## What to do:
Rewrite every line of the records below with "Point out" swapped for "Mark" and all else unchanged. Leave the pictures out of your answer.

********************

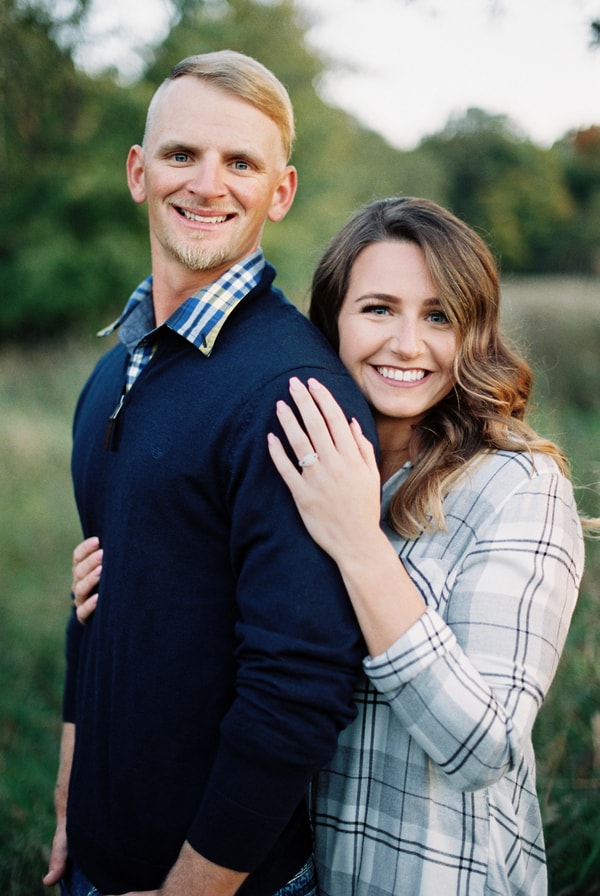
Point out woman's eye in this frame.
[427,311,448,324]
[362,305,390,316]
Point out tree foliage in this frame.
[0,0,600,341]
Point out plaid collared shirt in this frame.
[312,451,583,896]
[98,249,265,391]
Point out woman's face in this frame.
[338,240,456,437]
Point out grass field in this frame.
[0,280,600,896]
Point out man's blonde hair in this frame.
[144,50,295,161]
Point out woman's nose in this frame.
[390,320,422,358]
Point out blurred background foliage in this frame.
[0,0,600,342]
[0,0,600,896]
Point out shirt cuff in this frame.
[363,607,456,694]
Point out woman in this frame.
[70,199,592,896]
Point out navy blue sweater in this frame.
[65,268,375,896]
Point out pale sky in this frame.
[74,0,600,149]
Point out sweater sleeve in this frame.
[365,462,583,791]
[188,369,374,871]
[62,608,83,723]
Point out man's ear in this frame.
[267,165,298,222]
[127,144,146,203]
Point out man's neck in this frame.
[152,265,229,327]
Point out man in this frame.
[45,51,374,896]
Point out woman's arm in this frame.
[269,383,582,790]
[268,379,425,656]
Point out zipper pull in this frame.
[104,392,125,451]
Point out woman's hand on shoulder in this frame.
[268,377,380,562]
[71,536,102,625]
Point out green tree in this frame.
[555,125,600,274]
[422,109,574,272]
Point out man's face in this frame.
[127,75,296,285]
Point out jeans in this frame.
[60,858,319,896]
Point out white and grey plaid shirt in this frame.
[311,452,583,896]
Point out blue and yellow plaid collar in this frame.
[98,249,265,356]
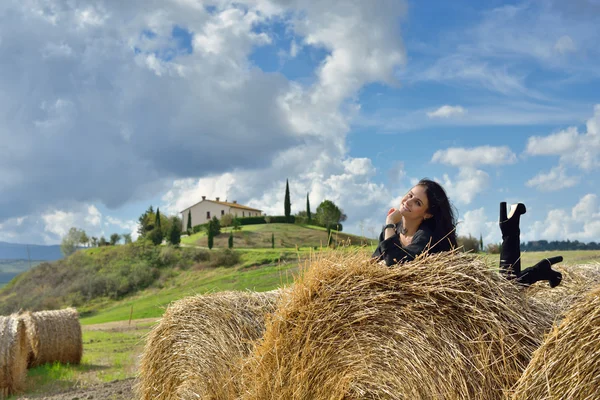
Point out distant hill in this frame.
[0,242,63,261]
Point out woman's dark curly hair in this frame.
[416,179,457,253]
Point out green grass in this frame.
[81,262,298,325]
[25,322,153,395]
[181,223,372,249]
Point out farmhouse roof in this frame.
[180,199,262,214]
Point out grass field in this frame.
[9,248,600,395]
[181,224,373,248]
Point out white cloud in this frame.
[522,193,600,242]
[571,194,600,223]
[427,105,467,118]
[525,104,600,171]
[443,167,490,204]
[42,210,79,238]
[456,207,502,246]
[85,205,102,226]
[554,35,577,54]
[0,0,405,247]
[525,127,579,156]
[431,146,517,167]
[526,166,579,192]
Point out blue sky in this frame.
[0,0,600,244]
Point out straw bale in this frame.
[136,291,280,400]
[526,263,600,318]
[512,285,600,400]
[0,315,27,399]
[21,308,83,368]
[238,252,552,400]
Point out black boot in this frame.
[517,256,563,287]
[500,202,527,279]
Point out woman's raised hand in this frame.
[385,208,402,225]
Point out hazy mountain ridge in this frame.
[0,242,63,261]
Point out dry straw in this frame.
[21,308,83,368]
[238,253,552,400]
[526,263,600,318]
[0,315,27,399]
[136,291,279,400]
[513,286,600,400]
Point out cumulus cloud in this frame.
[427,105,467,118]
[523,193,600,242]
[456,207,502,246]
[431,146,517,204]
[526,166,579,192]
[554,35,577,54]
[442,168,490,204]
[0,0,405,244]
[431,146,517,167]
[525,104,600,172]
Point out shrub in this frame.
[210,249,240,267]
[221,213,233,227]
[485,243,502,254]
[186,249,210,262]
[192,224,208,233]
[158,246,180,266]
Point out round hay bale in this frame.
[0,315,27,399]
[512,286,600,400]
[21,308,83,368]
[136,291,279,400]
[526,263,600,318]
[240,252,552,400]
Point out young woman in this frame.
[499,202,563,287]
[373,179,456,266]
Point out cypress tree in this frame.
[306,193,312,223]
[283,179,292,222]
[208,221,215,250]
[154,207,160,229]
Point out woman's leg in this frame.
[500,202,563,287]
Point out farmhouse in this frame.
[181,196,262,229]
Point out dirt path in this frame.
[17,378,134,400]
[81,318,160,332]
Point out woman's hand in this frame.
[385,208,402,225]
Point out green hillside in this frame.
[0,224,376,318]
[181,224,374,248]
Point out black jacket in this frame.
[373,225,435,266]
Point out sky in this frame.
[0,0,600,244]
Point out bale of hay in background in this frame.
[21,308,83,368]
[0,315,27,399]
[526,263,600,318]
[240,252,552,400]
[136,291,279,400]
[512,286,600,400]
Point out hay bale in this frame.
[239,253,552,400]
[21,308,83,368]
[0,315,27,399]
[512,286,600,400]
[526,263,600,318]
[136,291,279,400]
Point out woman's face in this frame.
[398,185,431,219]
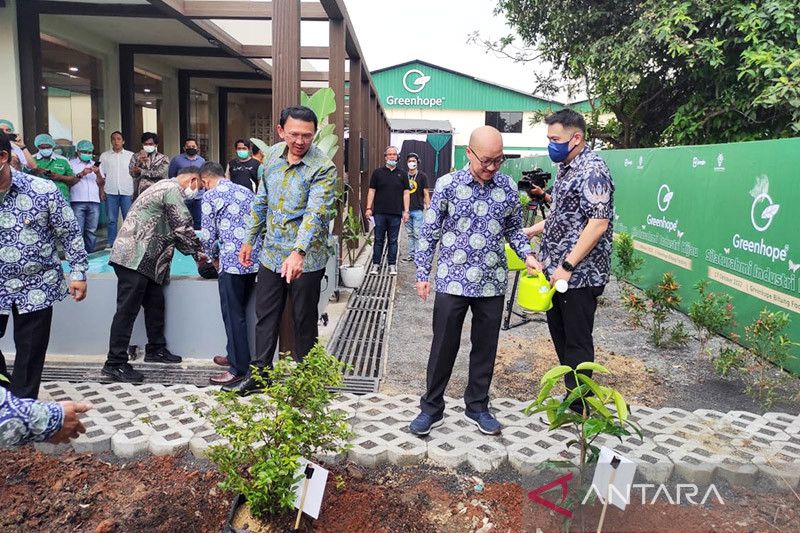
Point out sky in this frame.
[344,0,566,101]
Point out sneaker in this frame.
[408,413,444,437]
[100,363,144,384]
[144,348,183,364]
[464,410,501,435]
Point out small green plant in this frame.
[194,345,352,516]
[342,207,372,267]
[524,362,644,528]
[688,280,736,355]
[714,309,800,409]
[645,272,689,347]
[612,233,644,283]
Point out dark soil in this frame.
[0,448,800,533]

********************

## Finished answer:
Mark woman's eye in this frame.
[427,311,448,324]
[362,305,390,316]
Mark tree foliage in this frame.
[0,0,600,341]
Mark plaid collared shirt in this frame.
[312,451,583,896]
[98,249,265,391]
Mark woman's face in this frame.
[338,240,456,437]
Mark grass field in this frame.
[0,280,600,896]
Mark man's blonde hair in this frame.
[144,50,295,161]
Mark woman's nose in this frame.
[390,320,422,358]
Mark blurred background foliage in this frame.
[0,0,600,342]
[0,0,600,896]
Mark shirt cuff in this frame.
[363,607,456,694]
Mark woman in this frame.
[70,199,592,896]
Mark navy blue sweater in this frame.
[65,268,375,896]
Mark pale sky in this frame.
[74,0,600,149]
Mark sweater sleeve in this frame.
[365,462,583,791]
[188,369,374,871]
[62,608,83,723]
Mark man's ear in this frame.
[267,165,298,222]
[127,144,146,203]
Mark man's neck in this frame.
[152,265,229,327]
Mark man in this frame.
[45,51,374,896]
Mark woman's arm in this frame.
[269,383,582,790]
[268,379,425,656]
Mark zipper pull in this frame.
[104,392,125,451]
Mark woman's hand on shoulder in this frame.
[268,377,380,562]
[71,536,102,625]
Mark green tree in this frame.
[555,125,600,274]
[422,109,574,272]
Mark man's face in this frame.
[127,75,296,285]
Mark jeans in this frame.
[60,858,319,896]
Mark white and grey plaid shirt in this frame.
[311,452,583,896]
Mark blue and yellow plaid collar in this frame.
[98,249,265,356]
Mark distant hill in this frame.
[0,242,63,261]
Mark woman's dark curly hair in this frame.
[416,179,457,253]
Mark green grass in this frame.
[81,262,298,325]
[25,322,153,395]
[181,223,372,249]
Mark farmhouse roof in this frame.
[180,199,262,214]
Mark grass field in this frame.
[9,248,600,395]
[181,224,373,248]
Mark white cloud in this frame.
[522,193,600,242]
[571,194,600,223]
[427,105,467,118]
[525,104,600,171]
[443,167,490,204]
[42,210,79,238]
[456,207,502,246]
[85,205,102,226]
[554,35,577,54]
[0,0,405,247]
[525,127,579,156]
[431,146,517,167]
[526,166,579,192]
Mark blue sky in this frame.
[0,0,600,244]
Mark straw bale in this frame.
[136,291,280,400]
[526,263,600,318]
[512,285,600,400]
[0,315,27,399]
[21,308,83,368]
[238,252,552,400]
Mark black boot in this frame.
[517,256,563,287]
[500,202,527,279]
Mark woman's raised hand in this frame.
[385,208,402,225]
Mark hazy mountain ridge in this frame.
[0,242,63,261]
Mark dry straw in this frame.
[21,308,83,368]
[238,253,552,400]
[526,263,600,318]
[0,315,27,399]
[136,291,279,400]
[513,286,600,400]
Mark cumulus cloud in this frame.
[427,105,467,118]
[523,193,600,242]
[456,207,502,246]
[431,146,517,204]
[526,166,579,192]
[554,35,577,54]
[442,168,490,204]
[0,0,405,244]
[431,146,517,167]
[525,104,600,172]
Mark shrub in this frame.
[210,249,240,267]
[221,213,233,227]
[485,243,502,254]
[186,249,210,262]
[192,224,208,233]
[158,246,180,266]
Mark round hay bale in this frame.
[0,315,27,399]
[512,286,600,400]
[21,308,83,368]
[136,291,279,400]
[526,263,600,318]
[240,252,552,400]
Mark young woman in this frame.
[499,202,563,287]
[373,179,456,266]
Mark cypress tree in this frame.
[306,193,312,223]
[283,179,292,222]
[208,221,215,250]
[154,207,160,229]
Mark woman's leg in this frame.
[500,202,563,287]
Mark farmhouse in this frame.
[181,196,262,229]
Mark dirt path in this frame.
[17,378,134,400]
[81,318,160,332]
Mark woman's hand in this frame.
[385,208,402,225]
Mark green hillside in this frame.
[0,224,376,318]
[181,224,374,248]
Mark black jacket in this frame.
[373,225,435,266]
Mark sky in this frame.
[0,0,600,244]
Mark bale of hay in background in this frame.
[21,308,83,368]
[0,315,27,399]
[526,263,600,318]
[240,252,552,400]
[136,291,279,400]
[512,286,600,400]
Mark hay bale in this frame.
[239,253,552,400]
[21,308,83,368]
[0,315,27,399]
[512,286,600,400]
[526,263,600,318]
[136,291,279,400]
Mark woman's face in this frame.
[398,185,431,219]
Mark sky in this frame.
[344,0,566,101]
Mark sneaker in this frame.
[408,413,444,437]
[100,363,144,384]
[144,348,183,364]
[464,410,501,435]
Mark small green plant in this frame.
[194,345,352,516]
[342,207,372,267]
[524,362,644,528]
[688,280,736,355]
[714,309,800,409]
[645,272,689,347]
[612,233,644,283]
Mark dark soil in this frame.
[0,448,800,533]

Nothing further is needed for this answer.